■ Work to be completed ■
Reproduce every line of the listing between the lines holding "the dry brown" and "x=469 y=135", inclusive, shifting each answer coordinate up by 68. Leave all other numbers as they are.

[Pointing dataset listing]
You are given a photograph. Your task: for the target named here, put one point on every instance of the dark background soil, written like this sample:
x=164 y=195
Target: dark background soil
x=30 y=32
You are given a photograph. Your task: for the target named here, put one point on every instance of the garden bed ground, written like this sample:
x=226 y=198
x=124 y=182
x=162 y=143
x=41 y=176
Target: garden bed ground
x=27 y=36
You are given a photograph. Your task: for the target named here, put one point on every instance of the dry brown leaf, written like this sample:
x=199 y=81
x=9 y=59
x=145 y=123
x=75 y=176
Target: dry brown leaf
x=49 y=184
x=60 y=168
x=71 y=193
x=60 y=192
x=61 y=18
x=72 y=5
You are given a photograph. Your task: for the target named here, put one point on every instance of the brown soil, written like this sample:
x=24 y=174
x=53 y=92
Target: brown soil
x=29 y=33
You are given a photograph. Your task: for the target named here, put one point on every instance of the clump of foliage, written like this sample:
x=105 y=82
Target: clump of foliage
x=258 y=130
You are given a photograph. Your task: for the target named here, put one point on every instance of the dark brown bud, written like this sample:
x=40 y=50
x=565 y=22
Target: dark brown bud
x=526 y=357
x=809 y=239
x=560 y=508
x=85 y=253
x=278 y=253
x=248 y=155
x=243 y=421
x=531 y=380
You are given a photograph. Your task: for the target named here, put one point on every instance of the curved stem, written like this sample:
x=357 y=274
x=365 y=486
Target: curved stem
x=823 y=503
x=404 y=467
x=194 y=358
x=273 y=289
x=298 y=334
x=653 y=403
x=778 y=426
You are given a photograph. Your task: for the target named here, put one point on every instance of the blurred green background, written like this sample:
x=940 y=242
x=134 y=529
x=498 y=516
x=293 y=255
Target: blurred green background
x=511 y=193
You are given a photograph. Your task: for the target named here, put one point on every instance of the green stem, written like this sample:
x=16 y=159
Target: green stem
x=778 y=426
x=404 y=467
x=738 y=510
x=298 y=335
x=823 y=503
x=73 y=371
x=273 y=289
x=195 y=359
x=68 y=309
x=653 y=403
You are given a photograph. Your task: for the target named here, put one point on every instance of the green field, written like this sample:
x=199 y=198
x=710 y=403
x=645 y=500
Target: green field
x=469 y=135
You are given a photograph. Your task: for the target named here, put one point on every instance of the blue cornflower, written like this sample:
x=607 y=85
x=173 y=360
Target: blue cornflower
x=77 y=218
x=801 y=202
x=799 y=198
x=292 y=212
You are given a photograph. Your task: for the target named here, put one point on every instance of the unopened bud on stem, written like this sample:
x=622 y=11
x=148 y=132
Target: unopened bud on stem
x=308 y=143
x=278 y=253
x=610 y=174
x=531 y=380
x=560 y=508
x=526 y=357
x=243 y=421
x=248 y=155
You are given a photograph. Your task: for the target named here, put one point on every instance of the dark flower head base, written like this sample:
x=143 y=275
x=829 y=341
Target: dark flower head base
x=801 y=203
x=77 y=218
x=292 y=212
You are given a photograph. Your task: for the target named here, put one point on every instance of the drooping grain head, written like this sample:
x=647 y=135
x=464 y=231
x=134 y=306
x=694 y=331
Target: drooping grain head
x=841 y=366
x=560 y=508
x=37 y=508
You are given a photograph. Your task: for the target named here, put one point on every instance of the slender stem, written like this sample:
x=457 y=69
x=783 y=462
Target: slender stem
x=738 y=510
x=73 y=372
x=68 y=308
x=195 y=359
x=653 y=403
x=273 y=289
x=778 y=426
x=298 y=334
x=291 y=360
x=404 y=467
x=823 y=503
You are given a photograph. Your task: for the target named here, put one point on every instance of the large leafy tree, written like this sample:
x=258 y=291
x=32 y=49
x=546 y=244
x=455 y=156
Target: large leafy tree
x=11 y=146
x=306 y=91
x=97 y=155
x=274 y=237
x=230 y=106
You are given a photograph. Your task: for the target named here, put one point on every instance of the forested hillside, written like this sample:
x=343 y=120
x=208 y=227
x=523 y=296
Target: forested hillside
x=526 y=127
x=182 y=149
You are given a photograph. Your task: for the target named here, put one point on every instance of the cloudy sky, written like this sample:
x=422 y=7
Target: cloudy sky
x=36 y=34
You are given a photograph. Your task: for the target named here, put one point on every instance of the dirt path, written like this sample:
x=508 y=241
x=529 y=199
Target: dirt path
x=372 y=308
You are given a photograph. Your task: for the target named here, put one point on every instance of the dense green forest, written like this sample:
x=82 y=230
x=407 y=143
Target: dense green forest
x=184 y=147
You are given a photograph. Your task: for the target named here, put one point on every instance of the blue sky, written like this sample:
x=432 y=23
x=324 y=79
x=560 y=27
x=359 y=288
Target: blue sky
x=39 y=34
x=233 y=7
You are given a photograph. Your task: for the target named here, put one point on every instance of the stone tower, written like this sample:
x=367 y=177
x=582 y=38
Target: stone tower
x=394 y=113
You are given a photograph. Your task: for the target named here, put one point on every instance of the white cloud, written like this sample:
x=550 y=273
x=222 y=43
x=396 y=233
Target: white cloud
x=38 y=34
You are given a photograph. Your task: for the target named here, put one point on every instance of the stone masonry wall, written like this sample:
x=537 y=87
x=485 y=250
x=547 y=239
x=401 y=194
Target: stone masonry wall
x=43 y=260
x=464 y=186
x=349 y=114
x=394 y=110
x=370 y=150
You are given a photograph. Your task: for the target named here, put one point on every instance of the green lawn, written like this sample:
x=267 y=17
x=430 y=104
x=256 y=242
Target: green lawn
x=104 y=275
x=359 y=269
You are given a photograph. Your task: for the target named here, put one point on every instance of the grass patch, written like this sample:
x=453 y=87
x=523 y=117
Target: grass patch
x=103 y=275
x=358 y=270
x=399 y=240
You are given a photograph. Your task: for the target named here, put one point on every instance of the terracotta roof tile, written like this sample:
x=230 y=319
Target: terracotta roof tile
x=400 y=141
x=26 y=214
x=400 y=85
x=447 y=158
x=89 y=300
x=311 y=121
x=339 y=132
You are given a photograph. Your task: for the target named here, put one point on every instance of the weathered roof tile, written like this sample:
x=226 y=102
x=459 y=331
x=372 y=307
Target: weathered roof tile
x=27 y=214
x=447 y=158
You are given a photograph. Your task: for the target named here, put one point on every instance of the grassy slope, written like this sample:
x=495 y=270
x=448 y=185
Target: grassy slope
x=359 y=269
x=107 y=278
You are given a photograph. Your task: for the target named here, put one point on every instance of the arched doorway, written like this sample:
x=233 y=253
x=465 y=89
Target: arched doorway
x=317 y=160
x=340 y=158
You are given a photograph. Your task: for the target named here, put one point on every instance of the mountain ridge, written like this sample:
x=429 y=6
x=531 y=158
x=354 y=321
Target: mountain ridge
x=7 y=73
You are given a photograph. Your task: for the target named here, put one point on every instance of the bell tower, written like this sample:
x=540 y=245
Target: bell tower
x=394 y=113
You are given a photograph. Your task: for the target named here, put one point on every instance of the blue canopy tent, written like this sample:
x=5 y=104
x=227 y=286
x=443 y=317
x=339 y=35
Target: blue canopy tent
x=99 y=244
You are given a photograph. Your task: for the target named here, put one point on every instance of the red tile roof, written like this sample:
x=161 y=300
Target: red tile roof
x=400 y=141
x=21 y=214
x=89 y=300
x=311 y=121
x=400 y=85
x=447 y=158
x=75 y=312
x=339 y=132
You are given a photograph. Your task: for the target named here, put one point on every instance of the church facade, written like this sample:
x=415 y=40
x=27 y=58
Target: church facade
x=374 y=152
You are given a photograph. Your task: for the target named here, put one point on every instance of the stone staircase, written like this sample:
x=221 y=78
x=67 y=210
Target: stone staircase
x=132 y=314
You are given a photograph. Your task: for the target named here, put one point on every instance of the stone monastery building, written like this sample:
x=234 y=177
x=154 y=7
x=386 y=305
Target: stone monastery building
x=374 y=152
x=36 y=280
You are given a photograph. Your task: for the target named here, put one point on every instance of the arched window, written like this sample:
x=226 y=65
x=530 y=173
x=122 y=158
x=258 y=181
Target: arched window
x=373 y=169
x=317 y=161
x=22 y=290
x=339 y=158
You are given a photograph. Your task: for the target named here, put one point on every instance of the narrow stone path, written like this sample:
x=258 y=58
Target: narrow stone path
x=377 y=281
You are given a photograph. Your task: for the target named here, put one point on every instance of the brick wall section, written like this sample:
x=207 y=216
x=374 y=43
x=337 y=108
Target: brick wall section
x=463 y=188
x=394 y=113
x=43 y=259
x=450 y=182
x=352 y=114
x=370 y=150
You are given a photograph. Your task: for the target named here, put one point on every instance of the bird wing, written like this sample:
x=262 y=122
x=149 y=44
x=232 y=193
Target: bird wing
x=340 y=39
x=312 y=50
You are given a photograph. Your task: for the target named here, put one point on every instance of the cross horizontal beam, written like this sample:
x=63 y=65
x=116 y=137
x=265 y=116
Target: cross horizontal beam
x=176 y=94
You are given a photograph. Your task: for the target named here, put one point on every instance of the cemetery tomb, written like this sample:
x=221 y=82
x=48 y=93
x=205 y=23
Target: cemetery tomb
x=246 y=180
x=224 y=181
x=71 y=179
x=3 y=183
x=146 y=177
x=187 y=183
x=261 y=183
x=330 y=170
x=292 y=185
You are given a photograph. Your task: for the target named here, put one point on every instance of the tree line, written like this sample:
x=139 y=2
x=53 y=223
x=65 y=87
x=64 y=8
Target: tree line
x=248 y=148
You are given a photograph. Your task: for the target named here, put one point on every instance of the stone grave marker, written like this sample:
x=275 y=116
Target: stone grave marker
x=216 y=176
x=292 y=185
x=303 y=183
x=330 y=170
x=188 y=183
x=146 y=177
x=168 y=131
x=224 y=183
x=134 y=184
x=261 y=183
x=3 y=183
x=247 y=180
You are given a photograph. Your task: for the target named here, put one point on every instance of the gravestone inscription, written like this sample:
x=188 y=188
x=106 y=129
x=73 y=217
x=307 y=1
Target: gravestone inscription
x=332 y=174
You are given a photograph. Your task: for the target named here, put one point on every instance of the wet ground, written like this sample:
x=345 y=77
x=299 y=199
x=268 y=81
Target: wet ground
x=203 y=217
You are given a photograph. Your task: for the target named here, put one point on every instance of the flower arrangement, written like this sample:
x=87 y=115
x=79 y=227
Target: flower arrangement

■ Finished task ■
You are given a photograph. Your task: for the target named here, put one point on every instance of the dry brown leaf, written like this sample:
x=199 y=81
x=9 y=59
x=145 y=123
x=75 y=176
Target: dry brown leaf
x=117 y=252
x=128 y=236
x=139 y=261
x=128 y=260
x=129 y=86
x=140 y=73
You are given a photograph. Your task: for the target named here, put one point on every instance of the brown soil, written like this sample:
x=24 y=174
x=53 y=92
Target: brown soil
x=97 y=101
You are given a photograph. Your task: for the target named here, put one point on every instance of the clump of foliage, written like this sample:
x=105 y=82
Target: clump of foliage
x=326 y=198
You are given a photograph. Your task: for the target named here, put one point on every instance of the dark brown bud, written like this sample:
x=40 y=50
x=565 y=22
Target: dark brown bud
x=594 y=425
x=877 y=307
x=628 y=576
x=153 y=321
x=346 y=321
x=316 y=223
x=311 y=489
x=599 y=448
You are given a photograph. Your task: for the target named here, put one point on every instance of the curved stem, written like this sample:
x=357 y=274
x=365 y=486
Target: curved stem
x=891 y=571
x=472 y=535
x=262 y=426
x=341 y=357
x=366 y=402
x=721 y=471
x=846 y=494
You are given a photograph. Your task: for the target named here, put one point on every instance of the blurred green background, written like this sample:
x=940 y=242
x=134 y=529
x=498 y=516
x=293 y=255
Target: blurred green background
x=579 y=261
You are given a photograph. Your task: for the target named here, put one point on every instance of the green stem, written like this sample:
x=16 y=159
Target: green stem
x=846 y=494
x=472 y=535
x=806 y=578
x=366 y=403
x=891 y=571
x=141 y=439
x=341 y=357
x=263 y=427
x=136 y=377
x=721 y=471
You are given a photograph. Your task: for the target named here, put one point on every instance of the green field, written like this sample:
x=199 y=198
x=710 y=403
x=645 y=500
Target: green field
x=537 y=203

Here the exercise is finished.